** BEGIN **

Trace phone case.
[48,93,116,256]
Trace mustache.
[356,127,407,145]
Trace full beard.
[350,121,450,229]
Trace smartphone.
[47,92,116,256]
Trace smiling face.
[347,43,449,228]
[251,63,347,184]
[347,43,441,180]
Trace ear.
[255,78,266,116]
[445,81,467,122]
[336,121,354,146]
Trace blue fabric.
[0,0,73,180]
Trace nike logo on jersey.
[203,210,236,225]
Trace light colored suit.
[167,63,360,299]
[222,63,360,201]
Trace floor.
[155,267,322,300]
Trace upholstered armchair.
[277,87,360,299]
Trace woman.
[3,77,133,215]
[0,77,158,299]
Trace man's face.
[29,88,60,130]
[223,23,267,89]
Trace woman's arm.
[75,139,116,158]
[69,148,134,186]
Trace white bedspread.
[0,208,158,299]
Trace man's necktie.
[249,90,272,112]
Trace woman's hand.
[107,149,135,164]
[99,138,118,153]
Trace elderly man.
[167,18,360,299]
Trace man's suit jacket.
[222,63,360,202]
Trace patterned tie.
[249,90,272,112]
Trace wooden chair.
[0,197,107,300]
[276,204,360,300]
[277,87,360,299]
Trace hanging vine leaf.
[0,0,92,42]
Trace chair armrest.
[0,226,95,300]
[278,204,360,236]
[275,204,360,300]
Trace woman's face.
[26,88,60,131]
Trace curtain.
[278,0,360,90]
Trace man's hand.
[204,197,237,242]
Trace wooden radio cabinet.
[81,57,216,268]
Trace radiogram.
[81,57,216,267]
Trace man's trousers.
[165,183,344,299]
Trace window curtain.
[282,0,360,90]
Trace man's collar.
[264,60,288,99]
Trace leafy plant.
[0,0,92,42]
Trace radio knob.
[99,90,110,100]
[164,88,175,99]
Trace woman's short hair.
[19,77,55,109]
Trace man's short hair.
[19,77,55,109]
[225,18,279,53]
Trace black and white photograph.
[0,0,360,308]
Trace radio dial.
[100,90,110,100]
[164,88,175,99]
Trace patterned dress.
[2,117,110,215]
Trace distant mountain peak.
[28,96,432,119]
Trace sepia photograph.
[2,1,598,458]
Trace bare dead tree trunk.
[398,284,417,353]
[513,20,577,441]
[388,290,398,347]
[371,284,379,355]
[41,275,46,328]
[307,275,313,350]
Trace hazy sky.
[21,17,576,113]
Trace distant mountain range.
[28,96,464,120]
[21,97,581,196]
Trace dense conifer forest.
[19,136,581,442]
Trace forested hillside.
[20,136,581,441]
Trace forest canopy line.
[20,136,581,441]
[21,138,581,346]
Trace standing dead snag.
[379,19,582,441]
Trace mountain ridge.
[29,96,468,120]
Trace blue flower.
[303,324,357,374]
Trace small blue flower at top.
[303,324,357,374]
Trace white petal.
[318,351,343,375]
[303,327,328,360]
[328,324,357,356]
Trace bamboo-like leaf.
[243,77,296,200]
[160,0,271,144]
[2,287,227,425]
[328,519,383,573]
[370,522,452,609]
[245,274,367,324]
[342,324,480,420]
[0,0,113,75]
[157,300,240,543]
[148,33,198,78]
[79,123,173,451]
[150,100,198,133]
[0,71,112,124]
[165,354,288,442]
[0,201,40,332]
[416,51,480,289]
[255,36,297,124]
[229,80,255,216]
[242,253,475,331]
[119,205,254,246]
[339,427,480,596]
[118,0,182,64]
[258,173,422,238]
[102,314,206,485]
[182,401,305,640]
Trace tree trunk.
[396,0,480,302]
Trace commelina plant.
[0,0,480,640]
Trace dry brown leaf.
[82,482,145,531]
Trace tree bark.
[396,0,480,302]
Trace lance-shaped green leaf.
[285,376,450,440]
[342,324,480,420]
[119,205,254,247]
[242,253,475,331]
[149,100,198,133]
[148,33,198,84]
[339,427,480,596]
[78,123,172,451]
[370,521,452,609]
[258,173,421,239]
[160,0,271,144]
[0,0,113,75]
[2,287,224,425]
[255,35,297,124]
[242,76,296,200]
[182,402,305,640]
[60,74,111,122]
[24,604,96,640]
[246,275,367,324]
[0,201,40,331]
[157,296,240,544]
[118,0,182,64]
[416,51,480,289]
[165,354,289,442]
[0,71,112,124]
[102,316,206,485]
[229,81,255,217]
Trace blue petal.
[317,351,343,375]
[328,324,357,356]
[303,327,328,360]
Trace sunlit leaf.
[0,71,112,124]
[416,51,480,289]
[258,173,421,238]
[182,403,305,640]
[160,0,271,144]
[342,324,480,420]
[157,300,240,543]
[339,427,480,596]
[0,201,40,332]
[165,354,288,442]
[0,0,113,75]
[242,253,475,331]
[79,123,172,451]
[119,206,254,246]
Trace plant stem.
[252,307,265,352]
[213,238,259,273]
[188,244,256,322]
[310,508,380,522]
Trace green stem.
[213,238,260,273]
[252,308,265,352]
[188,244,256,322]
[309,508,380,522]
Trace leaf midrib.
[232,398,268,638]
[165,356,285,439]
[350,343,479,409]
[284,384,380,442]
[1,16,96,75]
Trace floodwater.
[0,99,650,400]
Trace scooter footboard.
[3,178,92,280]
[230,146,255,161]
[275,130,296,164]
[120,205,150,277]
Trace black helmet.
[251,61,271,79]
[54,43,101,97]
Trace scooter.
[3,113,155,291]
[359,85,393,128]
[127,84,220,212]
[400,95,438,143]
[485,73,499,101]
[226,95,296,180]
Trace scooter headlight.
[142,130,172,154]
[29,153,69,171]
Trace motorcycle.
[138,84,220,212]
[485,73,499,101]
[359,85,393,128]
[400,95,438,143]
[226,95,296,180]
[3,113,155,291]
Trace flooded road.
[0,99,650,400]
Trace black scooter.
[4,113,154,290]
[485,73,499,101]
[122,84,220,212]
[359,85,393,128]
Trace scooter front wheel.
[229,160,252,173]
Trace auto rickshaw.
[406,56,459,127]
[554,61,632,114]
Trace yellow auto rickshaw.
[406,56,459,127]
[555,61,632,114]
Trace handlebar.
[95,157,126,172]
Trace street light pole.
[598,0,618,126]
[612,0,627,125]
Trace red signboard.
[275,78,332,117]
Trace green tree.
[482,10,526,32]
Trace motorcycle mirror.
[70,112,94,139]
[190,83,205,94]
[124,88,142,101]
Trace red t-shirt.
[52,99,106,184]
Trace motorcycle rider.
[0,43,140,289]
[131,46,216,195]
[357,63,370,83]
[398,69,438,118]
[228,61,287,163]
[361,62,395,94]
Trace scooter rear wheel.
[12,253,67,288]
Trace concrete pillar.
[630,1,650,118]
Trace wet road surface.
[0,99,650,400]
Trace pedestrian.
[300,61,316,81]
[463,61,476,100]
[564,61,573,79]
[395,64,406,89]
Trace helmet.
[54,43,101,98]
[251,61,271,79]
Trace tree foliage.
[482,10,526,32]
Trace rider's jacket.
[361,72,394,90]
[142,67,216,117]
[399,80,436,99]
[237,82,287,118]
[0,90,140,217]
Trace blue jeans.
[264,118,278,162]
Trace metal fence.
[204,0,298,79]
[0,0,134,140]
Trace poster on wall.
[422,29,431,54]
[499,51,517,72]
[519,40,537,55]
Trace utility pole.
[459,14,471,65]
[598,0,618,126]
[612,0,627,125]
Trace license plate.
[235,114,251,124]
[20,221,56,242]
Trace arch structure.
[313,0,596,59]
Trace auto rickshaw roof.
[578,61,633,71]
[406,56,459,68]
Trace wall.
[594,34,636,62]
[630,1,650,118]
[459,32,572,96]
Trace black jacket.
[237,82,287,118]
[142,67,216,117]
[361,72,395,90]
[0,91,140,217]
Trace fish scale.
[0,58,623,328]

** END **

# [WHAT TO WORK ON]
Reproduce every line of the material above word for word, in the same order.

# [WRITTEN SOLUTION]
Trace phone case.
[48,93,116,256]
Trace mustache.
[356,127,407,145]
Trace full beard.
[350,121,450,229]
Trace smartphone.
[47,92,116,256]
Trace smiling face.
[347,43,449,228]
[251,63,347,184]
[347,43,441,180]
Trace ear.
[255,78,266,116]
[445,81,467,122]
[336,121,354,146]
Trace blue fabric.
[0,0,73,180]
Trace nike logo on jersey.
[203,210,236,225]
Trace light colored suit.
[167,63,360,299]
[222,63,360,201]
Trace floor.
[155,267,322,300]
Trace upholstered armchair.
[277,87,360,299]
Trace woman.
[3,77,133,215]
[0,77,158,299]
Trace man's face.
[29,88,60,130]
[223,23,267,89]
Trace woman's arm.
[75,139,116,158]
[69,148,134,186]
Trace white bedspread.
[0,208,158,299]
Trace man's necktie.
[249,90,272,112]
Trace woman's hand.
[107,149,135,164]
[99,138,118,153]
Trace elderly man.
[167,18,360,299]
Trace man's suit jacket.
[222,63,360,202]
Trace patterned tie.
[249,90,272,112]
Trace wooden chair.
[0,197,107,300]
[276,204,360,300]
[277,87,360,299]
Trace hanging vine leaf.
[0,0,92,42]
Trace chair armrest.
[0,226,95,300]
[278,204,360,236]
[275,204,360,300]
Trace woman's face.
[26,88,60,131]
Trace curtain.
[278,0,360,90]
Trace man's hand.
[204,197,237,242]
Trace wooden radio cabinet.
[81,57,216,268]
Trace radiogram.
[81,57,216,267]
Trace man's trousers.
[165,183,344,299]
Trace window curtain.
[282,0,360,90]
Trace man's collar.
[264,60,288,99]
Trace leafy plant.
[0,0,92,42]
Trace radio knob.
[99,90,110,100]
[164,88,175,99]
Trace woman's short hair.
[19,77,55,109]
Trace man's short hair.
[19,77,55,109]
[225,18,279,53]
Trace black and white photograph.
[0,0,360,308]
Trace radio dial.
[100,90,110,100]
[164,88,175,99]
Trace patterned dress.
[2,117,110,215]
Trace distant mountain peak.
[28,96,432,119]
Trace sepia photograph.
[2,1,598,458]
Trace bare dead tree trunk.
[398,284,417,353]
[513,20,577,441]
[388,290,398,347]
[371,284,379,355]
[41,275,46,328]
[307,275,313,350]
Trace hazy sky.
[21,17,576,113]
Trace distant mountain range.
[28,96,464,120]
[21,97,581,196]
Trace dense conifer forest.
[19,136,581,442]
Trace forested hillside.
[20,136,581,441]
Trace forest canopy line.
[20,136,581,441]
[21,138,581,346]
Trace standing dead snag.
[379,19,582,441]
Trace mountain ridge.
[29,96,468,120]
Trace blue flower.
[303,324,357,374]
Trace small blue flower at top.
[303,324,357,374]
Trace white petal.
[318,351,343,375]
[303,327,328,360]
[328,324,357,356]
Trace bamboo-like leaf.
[243,77,296,200]
[160,0,271,144]
[2,287,227,425]
[328,519,383,573]
[370,522,452,609]
[245,274,367,324]
[342,324,480,420]
[0,0,113,75]
[157,300,240,543]
[148,33,198,78]
[79,123,173,451]
[150,100,198,133]
[0,71,112,124]
[165,354,288,442]
[0,201,40,332]
[416,51,480,289]
[255,36,297,124]
[229,80,255,216]
[242,253,475,331]
[119,205,254,246]
[339,427,480,596]
[118,0,182,64]
[258,173,422,238]
[102,314,206,485]
[182,401,305,640]
Trace tree trunk.
[396,0,480,302]
Trace commelina plant.
[0,0,480,640]
Trace dry brown leaf.
[82,482,145,531]
Trace tree bark.
[396,0,480,302]
Trace lance-shaped green leaf.
[285,376,450,440]
[342,324,480,420]
[119,205,254,247]
[242,253,475,331]
[149,100,198,133]
[148,33,198,84]
[339,427,480,596]
[78,123,172,451]
[370,521,452,609]
[258,173,421,239]
[160,0,271,144]
[0,0,113,75]
[2,287,224,425]
[255,35,297,124]
[242,76,296,200]
[182,402,305,640]
[60,74,111,122]
[24,604,96,640]
[246,275,367,324]
[0,201,40,331]
[157,296,240,544]
[118,0,182,64]
[416,51,480,289]
[165,354,289,442]
[0,71,112,124]
[102,316,206,485]
[229,81,255,217]
Trace blue petal.
[317,351,343,375]
[328,324,357,356]
[303,327,328,360]
Trace sunlit leaf.
[0,71,112,124]
[416,51,480,289]
[258,173,421,238]
[182,403,305,640]
[160,0,271,144]
[342,324,480,420]
[157,300,240,543]
[339,427,480,596]
[0,201,40,332]
[165,354,288,442]
[0,0,113,75]
[242,253,475,331]
[79,123,172,451]
[119,206,254,246]
Trace plant stem.
[252,307,265,352]
[213,238,259,273]
[188,244,256,322]
[310,508,380,522]
Trace green stem.
[213,238,260,273]
[252,308,265,352]
[188,244,256,322]
[309,508,380,522]
Trace leaf midrib.
[232,398,268,638]
[165,356,285,439]
[350,343,479,409]
[284,384,380,442]
[1,16,96,75]
Trace floodwater.
[0,99,650,400]
Trace scooter footboard.
[3,178,92,280]
[230,146,255,161]
[275,130,296,164]
[120,205,150,277]
Trace black helmet.
[251,61,271,79]
[54,43,101,97]
Trace scooter.
[3,113,155,291]
[359,85,393,128]
[127,84,220,212]
[400,95,438,143]
[485,73,499,101]
[226,95,296,180]
Trace scooter headlight.
[142,130,172,154]
[29,153,69,171]
Trace motorcycle.
[138,84,220,212]
[485,73,499,101]
[359,85,393,128]
[400,95,438,143]
[226,95,296,180]
[3,113,155,291]
Trace flooded road.
[0,99,650,400]
Trace black scooter.
[4,113,154,290]
[485,73,499,101]
[122,84,220,212]
[359,85,393,128]
Trace scooter front wheel.
[229,160,252,173]
Trace auto rickshaw.
[406,56,459,127]
[554,61,632,114]
Trace yellow auto rickshaw.
[406,56,459,127]
[555,61,632,114]
Trace handlebar.
[95,157,126,172]
Trace street light pole.
[598,0,618,126]
[612,0,627,125]
Trace red signboard.
[275,78,332,117]
Trace green tree.
[482,10,526,32]
Trace motorcycle mirror.
[70,112,94,139]
[190,83,205,94]
[124,88,142,101]
Trace red t-shirt.
[52,99,106,184]
Trace motorcycle rider.
[0,43,140,289]
[131,46,216,195]
[357,63,370,83]
[398,69,438,118]
[228,61,287,163]
[361,62,395,94]
Trace scooter rear wheel.
[12,253,67,288]
Trace concrete pillar.
[630,1,650,118]
Trace wet road surface.
[0,99,650,400]
Trace pedestrian.
[300,61,316,81]
[463,61,476,100]
[564,61,573,79]
[395,64,406,89]
Trace helmet.
[54,43,101,98]
[251,61,271,79]
Trace tree foliage.
[482,10,526,32]
Trace rider's jacket.
[361,72,394,90]
[142,67,216,117]
[399,80,436,99]
[237,82,287,118]
[0,90,140,217]
Trace blue jeans.
[264,118,278,162]
Trace metal fence.
[204,0,298,79]
[0,0,134,140]
Trace poster on wall.
[422,29,431,54]
[499,51,517,72]
[519,40,537,55]
Trace utility pole.
[459,14,471,65]
[598,0,618,126]
[612,0,627,125]
Trace license plate.
[235,114,251,124]
[20,221,56,242]
Trace arch structure.
[313,0,596,59]
Trace auto rickshaw roof.
[578,61,633,71]
[406,56,459,68]
Trace wall.
[594,34,636,62]
[630,1,650,118]
[459,32,572,96]
Trace black jacket.
[237,82,287,118]
[142,67,216,117]
[361,72,395,90]
[0,91,140,217]
Trace fish scale.
[0,58,623,328]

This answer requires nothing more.